(Information shown Opens)

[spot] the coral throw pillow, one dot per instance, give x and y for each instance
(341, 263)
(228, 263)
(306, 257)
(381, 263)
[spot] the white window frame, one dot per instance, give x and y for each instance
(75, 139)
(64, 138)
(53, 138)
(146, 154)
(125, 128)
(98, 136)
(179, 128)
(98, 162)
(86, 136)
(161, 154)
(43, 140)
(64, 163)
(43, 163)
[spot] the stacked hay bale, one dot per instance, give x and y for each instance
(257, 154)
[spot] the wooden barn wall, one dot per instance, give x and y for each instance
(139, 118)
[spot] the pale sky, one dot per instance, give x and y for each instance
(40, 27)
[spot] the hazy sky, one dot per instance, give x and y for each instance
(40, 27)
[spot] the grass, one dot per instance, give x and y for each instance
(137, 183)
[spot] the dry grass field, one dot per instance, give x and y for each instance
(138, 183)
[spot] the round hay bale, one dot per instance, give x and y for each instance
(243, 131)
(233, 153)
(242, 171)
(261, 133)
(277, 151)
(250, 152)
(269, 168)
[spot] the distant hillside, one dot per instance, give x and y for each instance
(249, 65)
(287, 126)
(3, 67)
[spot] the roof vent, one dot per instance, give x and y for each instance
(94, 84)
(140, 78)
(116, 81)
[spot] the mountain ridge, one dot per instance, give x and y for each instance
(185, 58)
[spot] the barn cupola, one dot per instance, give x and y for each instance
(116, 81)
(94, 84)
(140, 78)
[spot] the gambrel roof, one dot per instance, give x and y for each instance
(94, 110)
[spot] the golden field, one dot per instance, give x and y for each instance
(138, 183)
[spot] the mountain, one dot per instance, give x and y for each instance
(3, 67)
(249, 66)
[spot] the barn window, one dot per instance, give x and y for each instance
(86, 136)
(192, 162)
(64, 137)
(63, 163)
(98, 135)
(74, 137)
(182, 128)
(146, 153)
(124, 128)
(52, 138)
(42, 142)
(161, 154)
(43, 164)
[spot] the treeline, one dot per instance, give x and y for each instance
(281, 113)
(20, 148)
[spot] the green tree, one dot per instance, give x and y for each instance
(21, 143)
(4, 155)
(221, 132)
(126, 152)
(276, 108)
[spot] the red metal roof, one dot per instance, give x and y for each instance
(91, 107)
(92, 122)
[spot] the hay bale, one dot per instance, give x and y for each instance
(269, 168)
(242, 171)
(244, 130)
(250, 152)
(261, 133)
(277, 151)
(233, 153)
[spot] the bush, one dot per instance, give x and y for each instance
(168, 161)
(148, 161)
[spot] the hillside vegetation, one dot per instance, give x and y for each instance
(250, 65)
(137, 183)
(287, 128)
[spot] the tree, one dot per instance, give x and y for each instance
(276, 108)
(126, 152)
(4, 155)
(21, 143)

(Information shown Closes)

What you need to do> Could you return all the data above exactly as it appears?

Written reply>
[spot] the coral throw pillow, one dot per instance, give x and y for each instance
(341, 263)
(228, 263)
(306, 257)
(381, 263)
[spot] the white window frame, one dot per instance, give x and y for each instance
(75, 139)
(64, 138)
(53, 138)
(146, 154)
(125, 128)
(98, 136)
(179, 128)
(98, 162)
(86, 136)
(161, 154)
(43, 140)
(64, 163)
(43, 163)
[spot] the stacked hay bale, one dot per instance, give x and y for each instance
(257, 154)
[spot] the wooden barn wall, one dot per instance, give x and y for each instance
(139, 118)
[spot] the pale sky, one dot per instance, give x and y for each instance
(40, 27)
[spot] the hazy sky, one dot per instance, give x and y for each instance
(40, 27)
[spot] the grass, one dot per instance, give x and y for each instance
(137, 183)
[spot] the dry grass field, one dot per instance, give x and y for each instance
(138, 183)
[spot] the round hay bale, one dot per instance, give x and y for each instance
(243, 131)
(233, 153)
(242, 171)
(261, 133)
(277, 151)
(250, 152)
(269, 168)
[spot] the distant hillside, one dot per instance, give x and y for each instance
(249, 65)
(287, 126)
(3, 67)
[spot] the roof vent, one dot per instance, give x and y for each instance
(94, 84)
(140, 78)
(116, 81)
[spot] the mountain ridge, one dot per instance, give x and y for each instance
(185, 58)
[spot] the barn cupola, one dot per instance, give x and y for each instance
(116, 81)
(94, 84)
(140, 78)
[spot] the gambrel roof, one dot per instance, give x and y for each instance
(94, 110)
[spot] the golden field, one dot per instance, give x and y for each instance
(138, 183)
[spot] the mountain, one dot per instance, give x and y for each instance
(3, 67)
(249, 66)
[spot] the barn window, one dot per instance, give x and y for each instance
(86, 136)
(192, 162)
(64, 137)
(63, 163)
(98, 135)
(74, 137)
(182, 128)
(146, 153)
(124, 128)
(52, 138)
(42, 142)
(161, 154)
(43, 164)
[spot] the treeline, one dot per instance, give x and y for each instance
(281, 113)
(20, 148)
[spot] the green tree, one dot per instance, give x and y for each instance
(21, 143)
(4, 155)
(221, 132)
(126, 152)
(276, 108)
[spot] the red metal roof, one dot per instance, give x and y for each instance
(91, 107)
(92, 122)
[spot] the hay bale, one dot per instance, give x and y for each instance
(269, 168)
(242, 171)
(244, 130)
(250, 152)
(261, 133)
(277, 151)
(233, 153)
[spot] the bush, one dot per instance, give x and y for each instance
(168, 161)
(148, 161)
[spot] the hillside vegetation, one dot per instance, give x and y for each instance
(250, 65)
(137, 183)
(287, 128)
[spot] the tree, one dot per instance, give x and y for each instance
(276, 108)
(126, 152)
(4, 155)
(21, 143)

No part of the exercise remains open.